Is Pakistan on the cusp of a revolution?

Is Pakistan on the cusp of a revolution

Pranay Kumar Shome

It has been almost seventy years since Pakistan ‘land of the pure’ was carved out of India with the ostensible aim of becoming a homeland for Muslims but the creation has ignored the inclusive multicultural and multiracial nature of cosmopolitan Indian society at the time of creation which will have wider ramifications for the future of the Pakistani polity and unity. The army of Pakistan whose objective was to protect  ‘Dar al Islam’ (abode of Islam) the region from all threats both external and internal have resulted in calling the shots for the majority of Pakistan’s ‘democratic’ existence; but recent events point to a real ‘Naya (new) Pakistan’ as a revolution appears imminent.

Democracy at last?

The Pakistan Democratic Movement (PDM), a coalition of eleven of Pakistan’s leading parties headed by firebrand cleric Maulana Fazlur Rehman, is leading from the front, and is proving to be a nightmare for the incumbent Pakistan premier and the all-powerful army chief. Although the army has called on the movement to desist from bringing the name of the army in politics and has defended the army’s role of ‘upholding the constitution,’ the opposition is taking none of it. And for the first time in Pakistan’s nascent democratic history, politicians have shown the ability to speak out against the military establishment, which is most evident in former Pakistan premier Nawaz Sharif calling on the army to stay out of politics and respect the constitution.

The PDM has taken out massive rallies across the country with the aim of bringing down the Imran Khan government as well as to ensure that the army performs its role as the defender of the country and not meddle in constitutional and political issues. What has compounded Khan’s difficulties is the Pakistan Muslim League-Nawaz (PML-N) Vice President Maryam Nawaz and Pakistan Peoples Party (PPP) President Bilawal Bhutto Zardari is questioning the government’s track record on development and its incompetent handling of the coronavirus pandemic.

Fears of a larger unrest

Pakistan’s fragile unity is on the verge of collapsing. The recent incident where the Sindh Inspector General of Police, Mushtaq Mahar was abducted by Pakistani army rangers and forced to issue arrest warrants against Maryam Nawaz and her husband Captain (retired) Safdar Awan has galvanized the opposition ranks which appeared to have shaken earlier. The Sindh police have openly revolted against the Pakistani army, multiple ‘forced holiday’ of senior officers of the Sindh police has rattled the Imran Khan government, which has swung in damage control mode.

If the situation persists then there is a fear that other provinces may soon rise in rebellion against Punjab and Rawalpindi, putting the very social and economic fabric of Pakistan under a mortal threat. Larger unrest cannot only jeopardize Pakistan’s fight against the coronavirus but also undermine the fight against terrorism albeit its own creation. The likelihood of more rebellions against the Imran Khan government and army threatens to tear asunder the fragile religious and societal fabric of Pakistan.

SUPPLIED INFORMATION:
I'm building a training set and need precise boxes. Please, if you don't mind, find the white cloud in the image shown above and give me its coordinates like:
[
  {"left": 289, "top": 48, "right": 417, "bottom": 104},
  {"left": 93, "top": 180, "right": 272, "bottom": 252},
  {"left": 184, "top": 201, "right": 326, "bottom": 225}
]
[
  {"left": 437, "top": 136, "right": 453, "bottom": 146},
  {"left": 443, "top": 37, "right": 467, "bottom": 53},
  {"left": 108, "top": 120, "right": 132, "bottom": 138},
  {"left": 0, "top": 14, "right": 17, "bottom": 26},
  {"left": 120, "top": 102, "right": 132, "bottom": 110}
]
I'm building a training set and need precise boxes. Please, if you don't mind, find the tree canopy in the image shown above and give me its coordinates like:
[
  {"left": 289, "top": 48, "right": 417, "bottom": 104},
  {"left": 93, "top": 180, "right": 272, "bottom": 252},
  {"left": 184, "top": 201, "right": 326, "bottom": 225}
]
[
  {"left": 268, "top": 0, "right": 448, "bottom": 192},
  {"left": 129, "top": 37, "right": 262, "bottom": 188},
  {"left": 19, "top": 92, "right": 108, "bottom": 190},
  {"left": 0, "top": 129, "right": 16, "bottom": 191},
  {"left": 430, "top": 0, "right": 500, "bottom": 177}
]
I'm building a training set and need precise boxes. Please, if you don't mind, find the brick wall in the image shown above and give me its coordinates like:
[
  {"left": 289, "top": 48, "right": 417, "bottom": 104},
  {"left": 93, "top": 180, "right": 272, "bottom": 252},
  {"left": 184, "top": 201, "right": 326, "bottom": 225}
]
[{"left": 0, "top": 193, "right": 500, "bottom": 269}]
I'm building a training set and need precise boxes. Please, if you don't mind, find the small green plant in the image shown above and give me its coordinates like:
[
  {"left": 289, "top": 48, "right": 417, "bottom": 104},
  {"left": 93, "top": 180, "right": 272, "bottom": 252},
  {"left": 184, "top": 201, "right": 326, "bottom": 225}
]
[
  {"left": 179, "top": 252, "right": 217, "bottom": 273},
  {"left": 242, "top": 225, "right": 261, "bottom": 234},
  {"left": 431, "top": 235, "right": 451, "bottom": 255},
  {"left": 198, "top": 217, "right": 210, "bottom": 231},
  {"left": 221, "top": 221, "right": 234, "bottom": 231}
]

PROBLEMS AND TASKS:
**A.** Extract the passage of the article on political unrest in Pakistan starting at "It has been" and ending at "revolution appears imminent.", copying it word for word.
**B.** Continue the article on political unrest in Pakistan from the point where it stops.

PER-TASK OUTPUTS:
**A.**
It has been almost seventy years since Pakistan ‘land of the pure’ was carved out of India with the ostensible aim of becoming a homeland for Muslims but the creation has ignored the inclusive multicultural and multiracial nature of cosmopolitan Indian society at the time of creation which will have wider ramifications for the future of the Pakistani polity and unity. The army of Pakistan whose objective was to protect  ‘Dar al Islam’ (abode of Islam) the region from all threats both external and internal have resulted in calling the shots for the majority of Pakistan’s ‘democratic’ existence; but recent events point to a real ‘Naya (new) Pakistan’ as a revolution appears imminent.

**B.**
Reasons for the unrest

Delving deeper into the causes and reasons behind the unrest in Pakistan points to a history of discrimination, interprovincial rivalry and mindless exploitation of natural resources. Punjab, which is Pakistan’s biggest and politically sensitive province has controlled the narrative and has called the shots when it comes to the economy, civil services, and military, etc. Punjab has been responsible for controlling the lion’s share of resources and political importance. 

Tilak Devasher, former Special Secretary in the Indian government and an acknowledged Pakistan expert, has in his seminal book “Pakistan – Courting the Abyss” highlighted that more than two-thirds of army recruits come from Punjab.

Devasher further went on to highlight that both Rawalpindi and Punjab call the shots when it comes to determining the budget for the different provinces, Punjab and Rawalpindi have been also responsible for routine extra-judicial killings and abductions of innocent Pashtuns, Balochis with the aim of changing the demography of the ‘recalcitrant’ provinces such as Khyber Pakhtunkhwa, Sindh, and Balochistan, etc.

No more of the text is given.